**WRITTEN INSTRUCTION:**
In the passage below about a visit to a strip club, what did the first doorman say he does at his day job?

* Start PASSAGE TO READ *

How did the justices determine that fabric slivers would save our neighborhoods and were worth limiting freedom of speech? Did they "know it when they saw it" -- or had they even seen it?

To gauge the expression of All Nude Girls, I decided to take in their symbolic speech myself. Unless I saw, I would never know if communication of a bare nipple is muffled by a tiny doily or a mohawk of pubic hair by a thong. I wondered if any justices had used the ruling like I did, as a good excuse for their first visit to a strip club.

I invited my friend Karen, who had been to stripper bars before, and my friend Julia, who had not. We picked a "Gentlemen's Club" in downtown Washington with no cover or drink minimum. As we waited in line, I asked the chatty doorman about the Supreme Court ruling, and he quickly answered, "It's expression as far as I'm concerned." He then defended the stripping biz with logic as twisty as O'Connor's: A) His day job is teaching autistic children, so B) he's a good guy, so C) strip clubs must be OK.

As we walked in, a wholesome redhead named Angel was swinging her bare moneymaker around the tiny stage, a 5-foot square raised a foot-and-a-half off the ground. A horizontal bar hung above; the girls steadied themselves with it, swung from it and occasionally did pull-ups. The ceiling was low enough that the tallest girl, a Russian immigrant called Star, scraped her platform shoe on it during a Rockette kick.

There was no backstage, so each dancer hobbled up from one end of the long room in her 5-inch heels and tight dress. The previous dancer, after pulling her clothes back on, gave the new one a hand up, then stepped gingerly off the platform and hobbled back to the dressing room. The new dancer hung up her purse, then grabbed a bottle of Windex from behind a lami curtain and washed the previous girl's sweat off the mirror behind the stage. Performing these homey rituals every two songs turned the gorgeous, costumed artistes into sexy domestics, which seemed possibly intentional.

The moment I took out my notebook, a second doorman rushed over to ask what I was writing. I said the Supreme Court ruling had brought me out and he rejoined aggressively, "I don't see any secondary effects, do you? I don't see any prostitution or drug dealing, do you?" I didn't, though the girls did spend a lot of time working the room and sitting with the men who stuffed the most into their garters. And when I returned to my car at the end of the evening, lo and behold, my car stereo had been stolen. Whether the thief was spurred on by un-G-strung labia I will never know.

* End PASSAGE TO READ *
* Start DATA SUPPLIED *

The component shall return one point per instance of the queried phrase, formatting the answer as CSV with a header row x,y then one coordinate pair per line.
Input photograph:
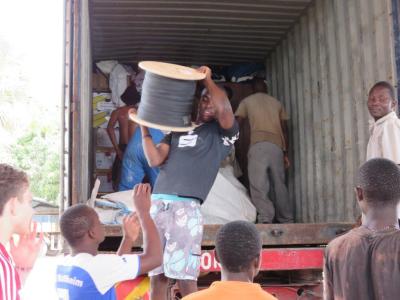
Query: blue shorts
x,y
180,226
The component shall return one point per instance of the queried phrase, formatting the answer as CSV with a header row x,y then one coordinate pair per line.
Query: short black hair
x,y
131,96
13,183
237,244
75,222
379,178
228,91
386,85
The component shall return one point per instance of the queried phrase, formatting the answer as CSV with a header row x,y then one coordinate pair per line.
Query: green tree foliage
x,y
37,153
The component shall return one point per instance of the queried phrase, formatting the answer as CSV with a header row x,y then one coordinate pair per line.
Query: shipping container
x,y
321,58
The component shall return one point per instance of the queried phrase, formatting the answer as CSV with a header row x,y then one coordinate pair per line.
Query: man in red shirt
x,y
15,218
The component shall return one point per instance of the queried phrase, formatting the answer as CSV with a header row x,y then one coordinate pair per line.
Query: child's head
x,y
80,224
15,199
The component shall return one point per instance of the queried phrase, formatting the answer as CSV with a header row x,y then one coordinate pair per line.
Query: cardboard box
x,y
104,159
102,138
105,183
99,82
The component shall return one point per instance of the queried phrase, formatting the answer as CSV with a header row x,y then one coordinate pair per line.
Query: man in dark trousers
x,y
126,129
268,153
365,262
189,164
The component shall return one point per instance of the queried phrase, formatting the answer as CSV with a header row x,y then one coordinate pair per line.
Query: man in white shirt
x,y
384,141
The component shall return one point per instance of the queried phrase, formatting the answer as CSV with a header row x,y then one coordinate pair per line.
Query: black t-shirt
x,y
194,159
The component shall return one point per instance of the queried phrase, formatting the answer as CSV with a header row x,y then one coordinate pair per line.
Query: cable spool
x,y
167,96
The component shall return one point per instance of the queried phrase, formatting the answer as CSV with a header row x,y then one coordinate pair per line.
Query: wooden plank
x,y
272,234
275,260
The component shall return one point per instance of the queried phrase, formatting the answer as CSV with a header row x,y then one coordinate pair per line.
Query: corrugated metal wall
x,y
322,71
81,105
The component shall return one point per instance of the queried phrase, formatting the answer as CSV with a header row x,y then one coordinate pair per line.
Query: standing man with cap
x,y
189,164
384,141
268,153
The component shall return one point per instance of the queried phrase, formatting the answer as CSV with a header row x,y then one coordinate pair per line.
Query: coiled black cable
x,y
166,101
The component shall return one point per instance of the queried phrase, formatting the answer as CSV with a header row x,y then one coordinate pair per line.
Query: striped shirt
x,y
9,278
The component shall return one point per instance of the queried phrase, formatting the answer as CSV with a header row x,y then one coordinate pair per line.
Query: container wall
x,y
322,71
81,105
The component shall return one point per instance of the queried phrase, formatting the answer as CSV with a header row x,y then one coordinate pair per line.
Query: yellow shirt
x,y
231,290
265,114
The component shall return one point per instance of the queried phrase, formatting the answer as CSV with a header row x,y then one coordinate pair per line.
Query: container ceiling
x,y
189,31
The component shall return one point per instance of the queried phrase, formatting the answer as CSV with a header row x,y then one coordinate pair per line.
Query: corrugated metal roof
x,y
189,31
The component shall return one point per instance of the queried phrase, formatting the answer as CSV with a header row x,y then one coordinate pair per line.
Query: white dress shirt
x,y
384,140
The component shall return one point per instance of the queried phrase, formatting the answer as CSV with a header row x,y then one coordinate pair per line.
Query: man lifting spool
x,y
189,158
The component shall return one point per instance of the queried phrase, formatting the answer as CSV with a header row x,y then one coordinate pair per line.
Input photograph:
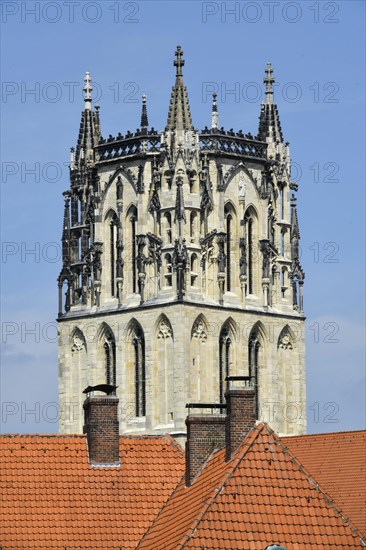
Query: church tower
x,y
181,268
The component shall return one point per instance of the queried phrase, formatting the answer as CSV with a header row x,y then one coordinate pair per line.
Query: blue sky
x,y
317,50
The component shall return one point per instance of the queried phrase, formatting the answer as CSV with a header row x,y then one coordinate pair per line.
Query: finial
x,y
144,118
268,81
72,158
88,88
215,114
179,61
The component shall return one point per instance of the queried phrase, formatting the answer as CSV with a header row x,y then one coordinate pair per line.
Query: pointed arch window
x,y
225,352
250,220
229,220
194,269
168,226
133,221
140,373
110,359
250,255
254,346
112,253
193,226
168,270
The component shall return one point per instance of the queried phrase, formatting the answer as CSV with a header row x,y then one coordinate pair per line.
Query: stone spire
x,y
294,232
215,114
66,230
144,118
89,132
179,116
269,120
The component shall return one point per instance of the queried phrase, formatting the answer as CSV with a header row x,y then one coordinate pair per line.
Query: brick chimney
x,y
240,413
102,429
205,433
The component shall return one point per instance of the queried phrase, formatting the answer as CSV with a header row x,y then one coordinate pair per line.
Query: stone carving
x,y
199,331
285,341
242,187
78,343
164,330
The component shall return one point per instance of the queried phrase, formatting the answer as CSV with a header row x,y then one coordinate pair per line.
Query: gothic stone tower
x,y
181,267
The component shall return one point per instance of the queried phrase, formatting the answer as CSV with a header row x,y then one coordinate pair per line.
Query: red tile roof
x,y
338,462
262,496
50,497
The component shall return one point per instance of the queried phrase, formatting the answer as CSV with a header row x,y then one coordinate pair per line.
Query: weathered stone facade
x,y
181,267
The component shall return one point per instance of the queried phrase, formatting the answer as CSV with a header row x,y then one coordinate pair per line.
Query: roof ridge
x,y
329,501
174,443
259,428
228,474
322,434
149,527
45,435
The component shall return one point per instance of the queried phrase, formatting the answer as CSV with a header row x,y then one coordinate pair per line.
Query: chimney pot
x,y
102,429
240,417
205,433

* End DATA SUPPLIED *

**WRITTEN SOLUTION:**
He teaches autistic children.